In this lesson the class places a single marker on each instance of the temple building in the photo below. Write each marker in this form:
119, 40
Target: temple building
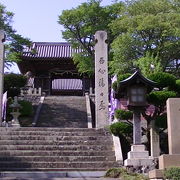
52, 68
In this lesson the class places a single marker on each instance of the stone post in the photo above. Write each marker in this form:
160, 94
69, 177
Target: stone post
2, 38
101, 79
136, 128
155, 144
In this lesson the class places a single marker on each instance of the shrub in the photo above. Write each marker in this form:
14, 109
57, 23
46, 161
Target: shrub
163, 79
123, 114
172, 173
121, 128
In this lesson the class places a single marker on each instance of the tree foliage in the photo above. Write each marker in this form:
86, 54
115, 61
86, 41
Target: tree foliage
80, 25
147, 29
14, 42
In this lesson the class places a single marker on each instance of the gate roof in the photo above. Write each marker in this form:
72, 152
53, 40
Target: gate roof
50, 50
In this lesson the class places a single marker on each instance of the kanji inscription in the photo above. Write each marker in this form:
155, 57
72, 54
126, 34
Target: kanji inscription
101, 79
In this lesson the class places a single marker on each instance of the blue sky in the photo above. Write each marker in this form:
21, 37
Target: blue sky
37, 19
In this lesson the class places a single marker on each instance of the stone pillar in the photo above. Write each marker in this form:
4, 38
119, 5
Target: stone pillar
155, 144
101, 79
2, 38
136, 127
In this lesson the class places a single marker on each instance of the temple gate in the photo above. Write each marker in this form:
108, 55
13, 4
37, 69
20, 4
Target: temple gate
53, 70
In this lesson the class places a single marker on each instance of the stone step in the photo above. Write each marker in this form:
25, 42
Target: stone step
56, 147
55, 153
11, 164
57, 158
55, 138
55, 175
55, 169
46, 129
51, 133
39, 142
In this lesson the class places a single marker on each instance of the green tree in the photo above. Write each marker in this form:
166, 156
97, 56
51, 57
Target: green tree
80, 25
147, 29
14, 42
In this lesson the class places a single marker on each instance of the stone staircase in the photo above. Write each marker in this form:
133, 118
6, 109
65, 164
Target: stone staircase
64, 112
55, 149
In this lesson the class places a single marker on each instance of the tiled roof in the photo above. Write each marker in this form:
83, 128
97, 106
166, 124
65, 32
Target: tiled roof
50, 50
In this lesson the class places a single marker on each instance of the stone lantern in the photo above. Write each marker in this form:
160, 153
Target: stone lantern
15, 112
134, 89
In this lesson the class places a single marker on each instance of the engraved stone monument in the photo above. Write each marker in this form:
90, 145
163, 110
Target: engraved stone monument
2, 38
101, 79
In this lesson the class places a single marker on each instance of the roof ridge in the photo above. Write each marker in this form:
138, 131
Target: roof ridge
53, 43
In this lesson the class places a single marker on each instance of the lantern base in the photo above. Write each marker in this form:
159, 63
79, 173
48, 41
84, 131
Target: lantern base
138, 157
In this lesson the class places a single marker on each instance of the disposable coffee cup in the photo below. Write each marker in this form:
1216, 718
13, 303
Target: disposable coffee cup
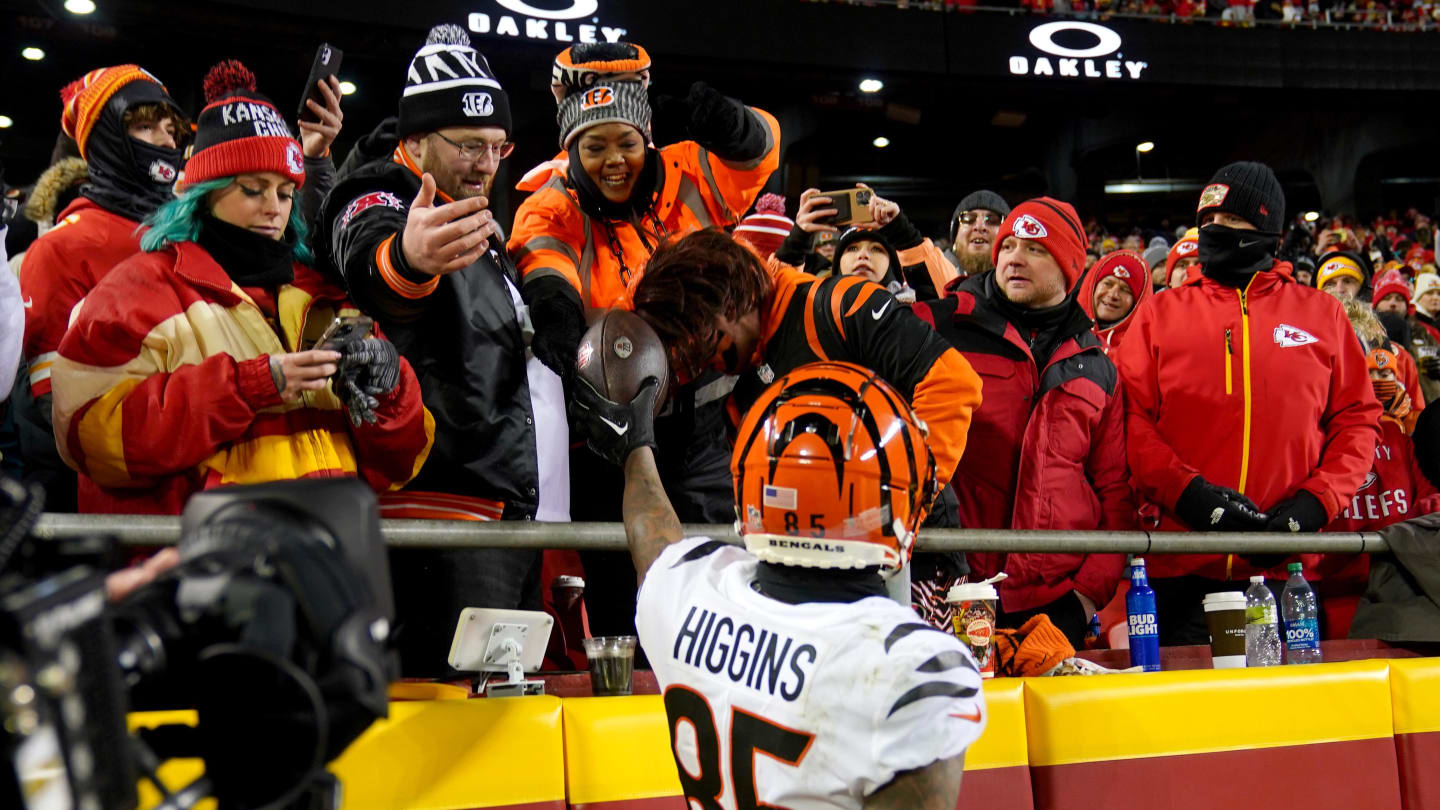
975, 621
612, 665
1226, 619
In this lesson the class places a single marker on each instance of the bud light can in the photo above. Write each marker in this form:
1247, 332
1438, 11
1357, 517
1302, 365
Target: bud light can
1139, 606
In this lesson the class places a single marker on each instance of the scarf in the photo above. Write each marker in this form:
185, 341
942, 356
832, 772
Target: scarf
249, 258
1231, 255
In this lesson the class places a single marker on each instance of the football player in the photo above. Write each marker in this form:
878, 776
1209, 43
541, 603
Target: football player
789, 678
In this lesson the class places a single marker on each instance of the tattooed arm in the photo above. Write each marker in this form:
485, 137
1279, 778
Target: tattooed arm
932, 787
650, 521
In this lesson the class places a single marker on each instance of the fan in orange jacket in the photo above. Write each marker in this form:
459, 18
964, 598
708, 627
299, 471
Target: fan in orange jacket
1247, 399
596, 215
1112, 293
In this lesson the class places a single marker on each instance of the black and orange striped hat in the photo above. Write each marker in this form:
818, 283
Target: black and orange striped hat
581, 65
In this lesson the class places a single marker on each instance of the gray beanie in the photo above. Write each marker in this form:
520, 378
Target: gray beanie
984, 199
604, 103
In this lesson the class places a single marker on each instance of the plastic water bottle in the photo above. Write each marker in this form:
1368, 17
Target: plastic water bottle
1262, 626
1302, 630
1139, 604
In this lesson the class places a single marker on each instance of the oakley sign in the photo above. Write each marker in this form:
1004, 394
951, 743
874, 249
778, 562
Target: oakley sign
1076, 62
546, 25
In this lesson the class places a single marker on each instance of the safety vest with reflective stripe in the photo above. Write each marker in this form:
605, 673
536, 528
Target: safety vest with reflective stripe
696, 189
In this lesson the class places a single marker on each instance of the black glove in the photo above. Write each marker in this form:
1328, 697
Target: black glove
1301, 512
559, 322
713, 120
369, 369
1207, 508
614, 430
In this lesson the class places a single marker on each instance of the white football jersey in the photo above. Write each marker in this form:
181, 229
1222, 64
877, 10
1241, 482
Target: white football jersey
814, 705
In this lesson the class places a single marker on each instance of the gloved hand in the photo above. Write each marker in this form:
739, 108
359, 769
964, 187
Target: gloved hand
712, 118
1208, 508
614, 430
369, 369
1301, 512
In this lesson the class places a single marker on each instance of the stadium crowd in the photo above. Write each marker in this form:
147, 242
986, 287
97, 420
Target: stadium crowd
1250, 371
1397, 15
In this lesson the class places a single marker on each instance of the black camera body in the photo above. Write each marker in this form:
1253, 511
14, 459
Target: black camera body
274, 627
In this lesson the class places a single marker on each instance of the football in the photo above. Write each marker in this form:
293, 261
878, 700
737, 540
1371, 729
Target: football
618, 353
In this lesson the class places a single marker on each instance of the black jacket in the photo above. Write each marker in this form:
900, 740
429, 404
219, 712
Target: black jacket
1404, 585
465, 339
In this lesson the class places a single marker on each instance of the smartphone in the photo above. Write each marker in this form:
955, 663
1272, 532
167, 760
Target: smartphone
851, 206
326, 64
343, 330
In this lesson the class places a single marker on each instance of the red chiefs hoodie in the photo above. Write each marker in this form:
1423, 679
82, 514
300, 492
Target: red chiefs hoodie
1262, 389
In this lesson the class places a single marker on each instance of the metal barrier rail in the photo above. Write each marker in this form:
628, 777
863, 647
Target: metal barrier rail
144, 529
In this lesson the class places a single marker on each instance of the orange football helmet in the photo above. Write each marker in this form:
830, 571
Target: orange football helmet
831, 470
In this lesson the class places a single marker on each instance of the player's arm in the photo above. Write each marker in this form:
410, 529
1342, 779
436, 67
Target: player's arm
650, 521
932, 787
625, 434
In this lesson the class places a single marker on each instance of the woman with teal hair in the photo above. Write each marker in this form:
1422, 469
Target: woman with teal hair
198, 362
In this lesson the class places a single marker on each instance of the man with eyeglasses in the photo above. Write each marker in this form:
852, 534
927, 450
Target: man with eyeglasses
421, 251
972, 231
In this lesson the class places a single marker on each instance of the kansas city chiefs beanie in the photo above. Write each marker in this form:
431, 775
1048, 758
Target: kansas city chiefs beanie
1053, 224
450, 84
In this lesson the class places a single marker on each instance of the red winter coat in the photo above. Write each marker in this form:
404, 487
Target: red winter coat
61, 268
1262, 389
1044, 450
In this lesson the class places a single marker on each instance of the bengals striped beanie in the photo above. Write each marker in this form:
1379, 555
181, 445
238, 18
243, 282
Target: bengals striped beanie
87, 97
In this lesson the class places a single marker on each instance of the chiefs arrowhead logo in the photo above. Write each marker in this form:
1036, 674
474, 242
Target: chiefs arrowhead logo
##########
[Aim of the task] Copy exactly the lines from the one containing "of the kansas" through the last line of the records, both included, and nothing else.

[The reply]
In this lesson the class places a single marker on each instance of the kansas city chiefs beanie in the photo above. Write each marker in this form:
431, 775
1048, 758
Target: kansas city chiefs beanie
1053, 224
450, 84
In this lesson the class places a single marker on each instance of the red winter coat in the photo above. Write each marker in this form:
404, 487
Target: red winter coat
61, 268
1262, 389
1044, 450
In this lesson the class places a single marker on each instance of the bengals striped beanie in the photo above. Write each marker in this form:
1379, 555
181, 445
238, 18
243, 282
Target: bengals striped beanie
87, 97
In this lesson the class places a single marker on each instance of the chiefs arrowhead logo in the photo above. Write each marker in this form:
1036, 674
474, 242
Target: chiefs arrowhead logo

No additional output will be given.